What you are asked to do: Each line below from the one containing "Target: scratch on wood" through the one containing "Target: worn varnish finish" should be output exactly as it stands, and no other line should appear.

(Records Opens)

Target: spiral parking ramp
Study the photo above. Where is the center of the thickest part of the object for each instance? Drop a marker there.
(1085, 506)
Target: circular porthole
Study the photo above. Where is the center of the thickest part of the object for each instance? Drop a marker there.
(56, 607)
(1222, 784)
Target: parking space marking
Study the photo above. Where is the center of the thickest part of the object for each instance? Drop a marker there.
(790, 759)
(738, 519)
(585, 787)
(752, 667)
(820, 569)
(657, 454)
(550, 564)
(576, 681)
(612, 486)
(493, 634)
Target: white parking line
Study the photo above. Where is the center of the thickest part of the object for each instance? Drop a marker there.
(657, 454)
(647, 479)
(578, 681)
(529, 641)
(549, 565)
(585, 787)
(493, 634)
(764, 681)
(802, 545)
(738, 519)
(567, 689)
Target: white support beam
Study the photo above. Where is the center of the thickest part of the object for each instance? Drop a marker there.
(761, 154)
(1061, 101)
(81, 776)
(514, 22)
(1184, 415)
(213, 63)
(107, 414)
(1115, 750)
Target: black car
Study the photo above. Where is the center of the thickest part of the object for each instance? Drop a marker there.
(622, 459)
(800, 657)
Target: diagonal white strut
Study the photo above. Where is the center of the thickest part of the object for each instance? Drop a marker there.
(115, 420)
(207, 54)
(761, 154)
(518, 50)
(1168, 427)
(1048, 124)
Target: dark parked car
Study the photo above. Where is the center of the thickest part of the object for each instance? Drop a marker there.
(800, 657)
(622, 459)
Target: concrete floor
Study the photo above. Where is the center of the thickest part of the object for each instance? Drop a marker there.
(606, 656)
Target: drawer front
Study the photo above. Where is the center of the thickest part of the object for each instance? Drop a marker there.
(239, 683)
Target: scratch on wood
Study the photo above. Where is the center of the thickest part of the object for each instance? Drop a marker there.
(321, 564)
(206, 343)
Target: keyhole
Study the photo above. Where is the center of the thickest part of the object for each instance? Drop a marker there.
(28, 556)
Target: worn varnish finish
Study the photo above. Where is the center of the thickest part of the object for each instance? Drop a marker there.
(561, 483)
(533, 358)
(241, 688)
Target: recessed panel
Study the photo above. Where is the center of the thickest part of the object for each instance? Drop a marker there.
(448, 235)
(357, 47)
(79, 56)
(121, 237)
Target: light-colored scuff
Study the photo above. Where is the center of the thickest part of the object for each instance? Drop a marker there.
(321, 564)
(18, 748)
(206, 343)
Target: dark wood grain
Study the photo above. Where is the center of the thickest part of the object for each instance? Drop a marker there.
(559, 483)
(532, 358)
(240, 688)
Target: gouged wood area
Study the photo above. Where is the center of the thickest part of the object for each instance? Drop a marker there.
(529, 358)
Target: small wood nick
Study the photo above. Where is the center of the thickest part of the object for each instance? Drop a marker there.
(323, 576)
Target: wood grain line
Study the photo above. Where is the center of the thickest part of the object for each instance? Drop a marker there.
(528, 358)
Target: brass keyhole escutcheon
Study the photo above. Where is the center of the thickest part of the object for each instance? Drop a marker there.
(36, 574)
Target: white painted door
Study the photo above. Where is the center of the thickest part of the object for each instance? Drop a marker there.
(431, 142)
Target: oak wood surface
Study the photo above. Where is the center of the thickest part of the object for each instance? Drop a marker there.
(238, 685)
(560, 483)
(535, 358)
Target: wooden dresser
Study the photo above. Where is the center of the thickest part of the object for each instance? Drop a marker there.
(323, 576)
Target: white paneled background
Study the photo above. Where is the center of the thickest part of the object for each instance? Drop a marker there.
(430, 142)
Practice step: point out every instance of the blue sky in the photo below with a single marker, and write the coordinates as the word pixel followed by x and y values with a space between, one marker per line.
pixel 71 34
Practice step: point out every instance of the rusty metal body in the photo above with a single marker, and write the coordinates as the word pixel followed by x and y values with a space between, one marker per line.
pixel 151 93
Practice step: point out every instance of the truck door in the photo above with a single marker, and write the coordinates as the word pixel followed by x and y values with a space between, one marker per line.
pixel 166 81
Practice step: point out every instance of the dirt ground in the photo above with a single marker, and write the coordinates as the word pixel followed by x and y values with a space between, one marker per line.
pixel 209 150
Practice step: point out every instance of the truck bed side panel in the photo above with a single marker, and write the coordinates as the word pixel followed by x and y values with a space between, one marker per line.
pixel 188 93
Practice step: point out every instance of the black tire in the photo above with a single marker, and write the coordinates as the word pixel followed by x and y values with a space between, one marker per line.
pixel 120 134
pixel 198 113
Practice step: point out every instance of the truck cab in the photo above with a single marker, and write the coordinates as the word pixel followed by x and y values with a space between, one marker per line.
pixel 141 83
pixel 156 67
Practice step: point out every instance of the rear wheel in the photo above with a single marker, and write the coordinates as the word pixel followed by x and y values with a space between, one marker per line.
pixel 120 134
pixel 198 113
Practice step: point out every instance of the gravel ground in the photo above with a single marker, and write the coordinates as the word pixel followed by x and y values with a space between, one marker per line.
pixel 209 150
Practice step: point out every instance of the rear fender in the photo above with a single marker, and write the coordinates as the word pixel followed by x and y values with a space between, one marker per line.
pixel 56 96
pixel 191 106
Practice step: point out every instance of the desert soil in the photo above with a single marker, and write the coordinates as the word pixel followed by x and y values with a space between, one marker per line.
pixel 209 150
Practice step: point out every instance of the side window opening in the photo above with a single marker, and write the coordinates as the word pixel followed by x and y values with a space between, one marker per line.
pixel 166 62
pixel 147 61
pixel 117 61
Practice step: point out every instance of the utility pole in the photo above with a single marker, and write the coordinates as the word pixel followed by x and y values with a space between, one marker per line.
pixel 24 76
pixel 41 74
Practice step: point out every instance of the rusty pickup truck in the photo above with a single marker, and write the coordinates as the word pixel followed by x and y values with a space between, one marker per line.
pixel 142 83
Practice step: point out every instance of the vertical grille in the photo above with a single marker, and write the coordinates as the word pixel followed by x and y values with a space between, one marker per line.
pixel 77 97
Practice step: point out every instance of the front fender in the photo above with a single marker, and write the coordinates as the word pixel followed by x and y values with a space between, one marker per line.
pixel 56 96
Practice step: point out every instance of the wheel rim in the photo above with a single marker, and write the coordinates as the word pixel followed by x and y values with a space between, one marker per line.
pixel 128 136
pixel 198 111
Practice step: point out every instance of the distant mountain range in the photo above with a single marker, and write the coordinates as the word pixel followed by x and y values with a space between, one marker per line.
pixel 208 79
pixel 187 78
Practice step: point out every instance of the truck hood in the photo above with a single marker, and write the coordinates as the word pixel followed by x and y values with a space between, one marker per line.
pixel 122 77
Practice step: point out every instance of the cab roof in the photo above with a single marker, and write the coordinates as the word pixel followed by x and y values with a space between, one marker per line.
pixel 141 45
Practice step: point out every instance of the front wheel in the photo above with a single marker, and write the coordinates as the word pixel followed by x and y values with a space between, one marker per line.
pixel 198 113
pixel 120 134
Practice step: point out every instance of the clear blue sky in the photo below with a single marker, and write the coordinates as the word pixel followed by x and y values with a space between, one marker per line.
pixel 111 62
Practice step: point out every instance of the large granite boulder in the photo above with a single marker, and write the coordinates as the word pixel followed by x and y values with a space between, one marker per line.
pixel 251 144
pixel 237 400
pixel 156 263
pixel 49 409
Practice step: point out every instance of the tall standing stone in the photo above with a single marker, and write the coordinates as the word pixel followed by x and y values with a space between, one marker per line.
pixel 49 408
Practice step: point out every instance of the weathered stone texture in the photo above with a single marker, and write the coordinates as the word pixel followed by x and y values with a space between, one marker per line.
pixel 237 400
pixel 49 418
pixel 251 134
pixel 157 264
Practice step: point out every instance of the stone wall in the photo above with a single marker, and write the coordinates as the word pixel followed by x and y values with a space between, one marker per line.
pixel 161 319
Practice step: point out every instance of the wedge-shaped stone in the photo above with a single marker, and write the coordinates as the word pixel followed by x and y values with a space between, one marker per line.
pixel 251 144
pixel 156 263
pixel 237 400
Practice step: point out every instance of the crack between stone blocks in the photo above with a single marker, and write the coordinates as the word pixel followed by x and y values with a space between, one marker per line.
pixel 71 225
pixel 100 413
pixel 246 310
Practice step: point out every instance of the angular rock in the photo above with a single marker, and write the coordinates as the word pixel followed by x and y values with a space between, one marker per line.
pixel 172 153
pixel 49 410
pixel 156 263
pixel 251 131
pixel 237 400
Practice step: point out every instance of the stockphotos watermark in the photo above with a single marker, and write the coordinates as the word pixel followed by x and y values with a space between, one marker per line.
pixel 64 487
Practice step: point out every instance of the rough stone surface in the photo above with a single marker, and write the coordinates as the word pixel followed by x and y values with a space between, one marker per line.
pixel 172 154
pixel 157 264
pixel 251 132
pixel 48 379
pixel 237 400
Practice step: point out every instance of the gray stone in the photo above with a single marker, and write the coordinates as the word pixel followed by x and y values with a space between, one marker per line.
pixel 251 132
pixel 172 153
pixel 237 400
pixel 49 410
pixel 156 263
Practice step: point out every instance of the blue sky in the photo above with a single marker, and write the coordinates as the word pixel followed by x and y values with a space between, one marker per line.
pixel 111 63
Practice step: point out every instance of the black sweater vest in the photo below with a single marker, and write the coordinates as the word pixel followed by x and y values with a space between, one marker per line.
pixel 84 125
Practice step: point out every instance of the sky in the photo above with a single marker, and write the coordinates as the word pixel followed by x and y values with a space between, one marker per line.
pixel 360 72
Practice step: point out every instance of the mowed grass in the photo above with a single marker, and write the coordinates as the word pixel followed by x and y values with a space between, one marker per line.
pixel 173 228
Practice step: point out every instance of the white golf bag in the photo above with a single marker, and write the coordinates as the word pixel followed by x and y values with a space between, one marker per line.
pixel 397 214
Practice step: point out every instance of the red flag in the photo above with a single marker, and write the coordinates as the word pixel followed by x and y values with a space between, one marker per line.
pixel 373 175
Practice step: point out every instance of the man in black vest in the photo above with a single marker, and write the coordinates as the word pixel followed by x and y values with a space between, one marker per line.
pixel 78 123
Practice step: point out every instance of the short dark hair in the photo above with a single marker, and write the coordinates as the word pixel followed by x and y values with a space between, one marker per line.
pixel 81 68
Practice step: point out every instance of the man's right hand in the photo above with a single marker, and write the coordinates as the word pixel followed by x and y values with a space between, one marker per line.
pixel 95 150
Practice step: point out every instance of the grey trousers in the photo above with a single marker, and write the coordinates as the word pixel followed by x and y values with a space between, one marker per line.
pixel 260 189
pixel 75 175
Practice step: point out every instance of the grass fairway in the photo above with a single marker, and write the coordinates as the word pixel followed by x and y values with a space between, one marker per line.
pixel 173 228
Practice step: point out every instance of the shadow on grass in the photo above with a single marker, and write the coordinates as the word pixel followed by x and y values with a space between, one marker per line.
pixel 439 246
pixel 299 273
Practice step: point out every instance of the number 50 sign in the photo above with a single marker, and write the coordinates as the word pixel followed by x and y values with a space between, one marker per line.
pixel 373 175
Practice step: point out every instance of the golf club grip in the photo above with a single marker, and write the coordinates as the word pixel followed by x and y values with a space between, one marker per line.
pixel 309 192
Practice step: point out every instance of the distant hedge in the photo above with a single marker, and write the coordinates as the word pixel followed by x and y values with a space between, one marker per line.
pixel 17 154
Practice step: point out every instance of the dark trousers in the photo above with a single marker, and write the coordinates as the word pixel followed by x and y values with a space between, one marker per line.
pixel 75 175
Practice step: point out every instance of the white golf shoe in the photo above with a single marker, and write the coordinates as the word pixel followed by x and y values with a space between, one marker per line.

(Records Closes)

Task result:
Target: scratch on wood
Study the photo above. Where is the center of the thickest part of the object for each instance? Drop a marker there.
(321, 564)
(206, 343)
Target: keyhole
Study the photo above. Where is the center of the thickest part of the object for each instance? Drop a marker there.
(28, 556)
Target: worn varnish finish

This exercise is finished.